Sunulan metin ::
İnsanlık ak da değil, kara da. Sapiens hikayeler yazmaya ve onlara göre evrenle ilgili modeller oluşturmaya meraklı bir tür sadece. Kendisini de inandırmaya meyilli olduğu için asıl soru o hikayelerde ne yazacağımız? Hikayeleri gerçekliğe en yakın, ama aynı zamanda da beraber yaşamaya uygun şekilde yazmayı tercih edebilmeliyiz. Bu sebeple film beni çok etkiledi, ilk izlememde filmin büyüsüne de kapılıp hikayeyi Oppenheimer-Strauss ekseni üzerinden yorumladım ve bir biliminsanı olarak Oppenheimer'a yakın hissettim kendimi. Ama "naiflik" biliminsanlarına özgü bir özellik değil, çünkü yukarıda yazdığım gibi basit bir saflıktan ibaret değil.
Stimson öyle olmadığının en net örneği. Maalesef balayında Kyoto'ya gitmesi şeklinde uydurmaca bir iddia üzerinden gündeme gelen bir karikatüre dönüşmüş. Belki de bu yüzden Nolan bıyıksız oynatmıştır James Remar'ı. Bu kadar ayrıntıya dikkat ederken, acaba böyle ufak nokta atışı farklılıkları kullanarak aşırı basitleştirdiği kişileri gerçeklerinden ayrı mı tutmaya çalıştı? Değerlendirmeyi size bırakıyorum.
(2)
Filmde dikkatimi çeken ama çekimde konuşamadığımız ufak tefek süsler vardı:
* Trinity denemesinin başarılı olmasının ardından bongo tamtamları çalan bir karakter vardı: Richard Feyman. Her ne kadar kronolojik olarak bu doğru olmasa da (Feynman bongo çalmayı Caltech'de iken Ukonu isimli bir Nijeryalı'dan öğrenmiş ve Caltech'e gitmesine de daha bir kaç yılı var), güzel bir göz kırpmaydı.
* Bomba patladıktan ve biz onu gördükten belki bir 30 saniye sonra patlamanın sesi sinemada verildi. Bu da gerçekçi bir durum: Yıldırım ile gök gürlemesinin arasında zaman geçmesi gibi, hakikaten geç gelir havadaki basınç dalgası. Çok kaba bir hesap yapmak istersek, patlama noktasına en yakın gözlem noktaları 10000 yard mesafedeler, yani yaklaşık 9,1 km. Bu mesafeyi ses hızında aşmak istesek 25-30 saniye demek. Örneğin Enrico Fermi, yaklaşık 40 saniye geçtini yazar. (Bir de havaya konfeti attırsalarmış müthiş olurmuş, çünkü gerçekte Fermi küçük kağıt parçaları sayesinde bombanın kaç kilotonluk olduğunu da tahmin etmiş.) Yani o sahnedeki sessizlik ve sadece nefeslerin duyulması, sadece sinematik bir duygusal etki için değil.

Kısa alıştırma a ::
Oppenheimer filmi üzerine yazılmış metne göre aşağıdaki soruları yanıtlayınız:
(i) Nolan, James Remar'ı nasıl oynatmıştır?
(ii) Feynman bongo çalmayı kimden öğrenmiştir?
(iii) Patlama noktasına en yakın gözlem noktaları kaç yard uzaklıktadır?

Kayıtlar ::
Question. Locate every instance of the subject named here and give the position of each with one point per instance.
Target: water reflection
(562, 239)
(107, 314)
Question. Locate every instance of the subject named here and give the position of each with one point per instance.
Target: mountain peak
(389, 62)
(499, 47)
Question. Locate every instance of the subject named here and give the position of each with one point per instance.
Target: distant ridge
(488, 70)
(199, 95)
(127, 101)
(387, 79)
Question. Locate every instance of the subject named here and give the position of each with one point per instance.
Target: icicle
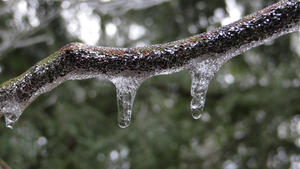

Kısa alıştırma b ::
Yukarıdaki kayıtların tamamını, satırlarında hiçbir değişiklik yapmadan yeniden yazınız. Resimleri yanıtınıza dahil etmeyiniz.

Eksiksiz yanıt a ::
(i) Bıyıksız oynatmıştır.
(ii) Caltech'te iken Ukonu isimli bir Nijeryalı'dan öğrenmiştir.
(iii) 10000 yard, yani yaklaşık 9,1 km uzaklıktadır.

Eksiksiz yanıt b ::
Question. Locate every instance of the subject named here and give the position of each with one point per instance.
Target: water reflection
(562, 239)
(107, 314)
Question. Locate every instance of the subject named here and give the position of each with one point per instance.
Target: mountain peak
(389, 62)
(499, 47)
Question. Locate every instance of the subject named here and give the position of each with one point per instance.
Target: distant ridge
(488, 70)
(199, 95)
(127, 101)
(387, 79)
Question. Locate every instance of the subject named here and give the position of each with one point per instance.
Target: icicle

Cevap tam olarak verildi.